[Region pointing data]
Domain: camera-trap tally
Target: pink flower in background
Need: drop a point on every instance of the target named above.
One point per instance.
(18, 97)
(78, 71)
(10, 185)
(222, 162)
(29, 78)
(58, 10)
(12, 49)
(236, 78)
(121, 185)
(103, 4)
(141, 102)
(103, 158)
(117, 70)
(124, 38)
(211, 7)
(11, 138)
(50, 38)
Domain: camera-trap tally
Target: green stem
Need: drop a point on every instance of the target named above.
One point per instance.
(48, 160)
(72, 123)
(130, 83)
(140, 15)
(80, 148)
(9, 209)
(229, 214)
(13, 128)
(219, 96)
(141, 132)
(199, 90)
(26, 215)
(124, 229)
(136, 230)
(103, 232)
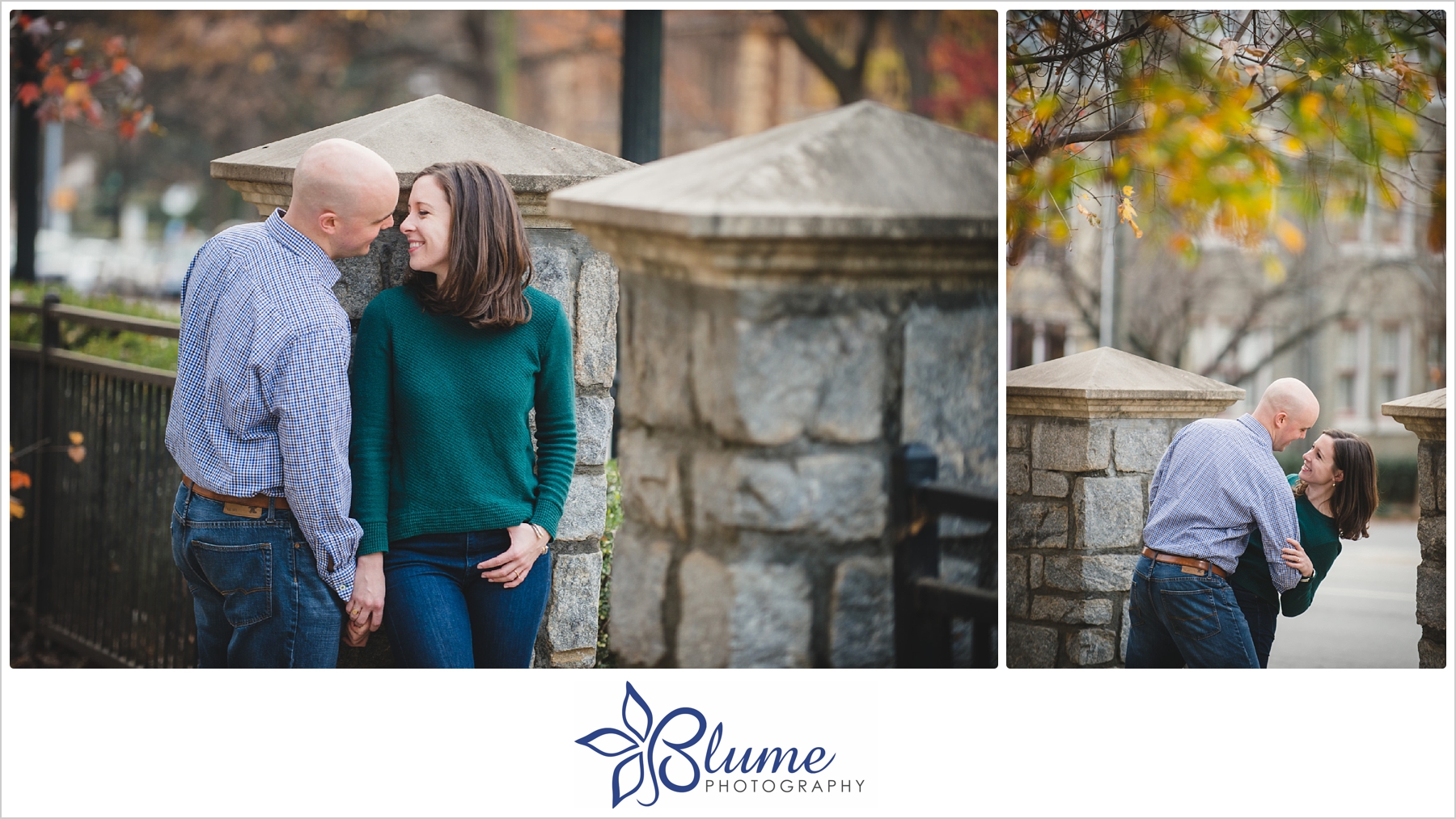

▶ _EXERCISE DESCRIPTION_
Leave the images behind and write out every entry exactly.

▶ _WRITTEN RESPONSE_
Domain: camera-trap tally
Target: pink flower in background
Need: drop a point on every instance of the target named above.
One point per instance.
(18, 97)
(78, 71)
(10, 185)
(222, 162)
(29, 78)
(58, 10)
(12, 49)
(236, 78)
(121, 185)
(103, 4)
(141, 102)
(103, 158)
(117, 70)
(124, 38)
(211, 7)
(11, 138)
(50, 38)
Domain: camera-trap tally
Target: green stem
Need: drop a point on every instance of the target named above.
One point per instance.
(48, 160)
(72, 123)
(130, 83)
(140, 15)
(80, 148)
(9, 209)
(229, 214)
(13, 128)
(219, 96)
(141, 132)
(199, 90)
(26, 215)
(124, 229)
(136, 230)
(103, 232)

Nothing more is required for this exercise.